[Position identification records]
Start
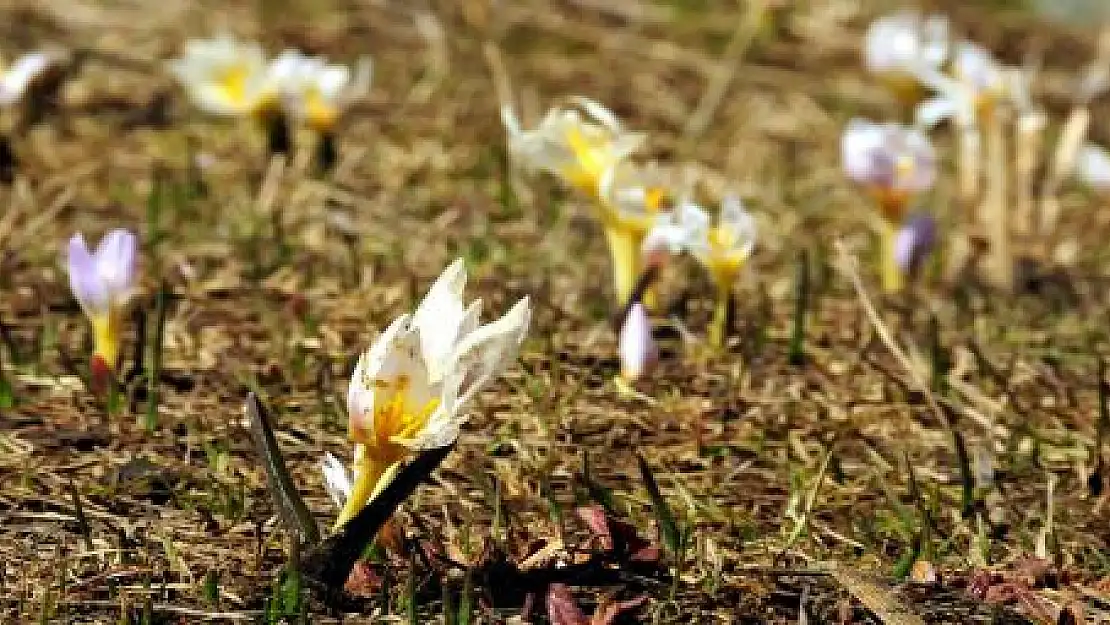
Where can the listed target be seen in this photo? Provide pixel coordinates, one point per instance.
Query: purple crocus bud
(102, 282)
(914, 242)
(638, 352)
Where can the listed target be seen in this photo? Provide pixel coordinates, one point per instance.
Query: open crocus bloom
(897, 47)
(314, 91)
(722, 248)
(577, 143)
(633, 199)
(17, 78)
(224, 77)
(409, 390)
(102, 282)
(891, 161)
End
Reproduce all of the material above verbatim, leaving out the pictures.

## EXERCISE OUTPUT
Where can the listed target be seen in this photo? Provide pixel coordinates, one point per instance.
Query: purple crocus bud
(102, 282)
(914, 242)
(638, 352)
Where can the listed target be seen in this photo? Provide pixel coordinates, one point per instance.
Query: open crocus bloom
(897, 47)
(314, 91)
(722, 248)
(577, 143)
(633, 199)
(17, 78)
(224, 77)
(409, 390)
(102, 282)
(891, 161)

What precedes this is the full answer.